[EXERCISE]: Output the data in full. Keep every word exact and exclude the pictures.

[RECORDS SUPPLIED]:
☆ ☆ ☆ ☆
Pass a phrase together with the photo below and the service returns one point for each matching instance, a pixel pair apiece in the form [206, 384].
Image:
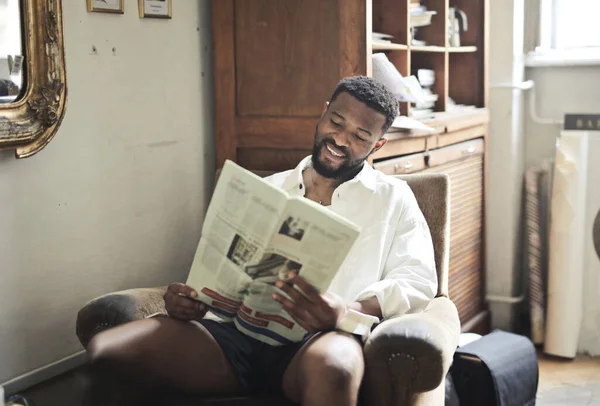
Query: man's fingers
[309, 290]
[183, 302]
[299, 315]
[180, 288]
[293, 294]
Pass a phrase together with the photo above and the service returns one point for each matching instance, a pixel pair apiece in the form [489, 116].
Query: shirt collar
[366, 176]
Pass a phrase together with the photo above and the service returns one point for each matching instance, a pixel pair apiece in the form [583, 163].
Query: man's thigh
[166, 352]
[324, 356]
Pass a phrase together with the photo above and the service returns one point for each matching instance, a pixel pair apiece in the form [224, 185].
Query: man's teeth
[333, 152]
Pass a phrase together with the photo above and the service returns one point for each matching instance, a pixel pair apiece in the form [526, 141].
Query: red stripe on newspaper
[246, 309]
[278, 319]
[252, 320]
[216, 296]
[232, 309]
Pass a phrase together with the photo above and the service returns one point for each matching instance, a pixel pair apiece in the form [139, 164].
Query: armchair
[407, 358]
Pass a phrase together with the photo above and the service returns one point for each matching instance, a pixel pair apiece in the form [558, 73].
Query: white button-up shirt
[393, 258]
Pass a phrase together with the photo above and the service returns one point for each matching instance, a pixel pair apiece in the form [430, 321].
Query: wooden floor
[569, 383]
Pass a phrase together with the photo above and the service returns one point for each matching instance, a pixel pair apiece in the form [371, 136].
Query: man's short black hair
☆ ☆ ☆ ☆
[RESULT]:
Pass a phrase together with the photo below and the service returns one point for each matching instance, a pixel pair apiece in the form [206, 384].
Image:
Query: man's fingers
[309, 290]
[183, 302]
[299, 315]
[180, 288]
[293, 294]
Pass a phrase together with the photo above and the service returns one point for each matching instance, a pixel pair apiece in the form [489, 116].
Query: shirt collar
[366, 176]
Pass a phrase together with the photo above and the service returns one point for each matching instance, a pixel pair apiece in the form [583, 163].
Query: man's thigh
[166, 352]
[324, 356]
Pass a phrase together with the photo above and the service returns one point for each matching instance, a pixel pair apiece in the form [224, 185].
Query: man's teeth
[333, 152]
Pass a phrase together with the photo above and the service returns one point for each matching instance, a pixel pair apiece in the form [526, 141].
Query: red stripe on newspaper
[246, 309]
[278, 319]
[252, 320]
[216, 296]
[232, 309]
Pass a phrase together with the photo above and the service returns one point for each matching instance, a pixel pair apiece in the form [139, 164].
Query: armchair
[407, 358]
Pass a phrase together with the photo above and the service returns one point for each matching instance, a pixel pair apiece in the form [558, 73].
Query: white button-up shirt
[393, 258]
Pass a phrase together with the photo above and the service returns one point for each matching instance, a pixel pair apiece in the form [430, 321].
Query: wooden floor
[569, 383]
Pass a phrase together with the photo above and the service returns one point for each matching instance, a pixel pair apiece in the form [371, 136].
Query: man's short black hair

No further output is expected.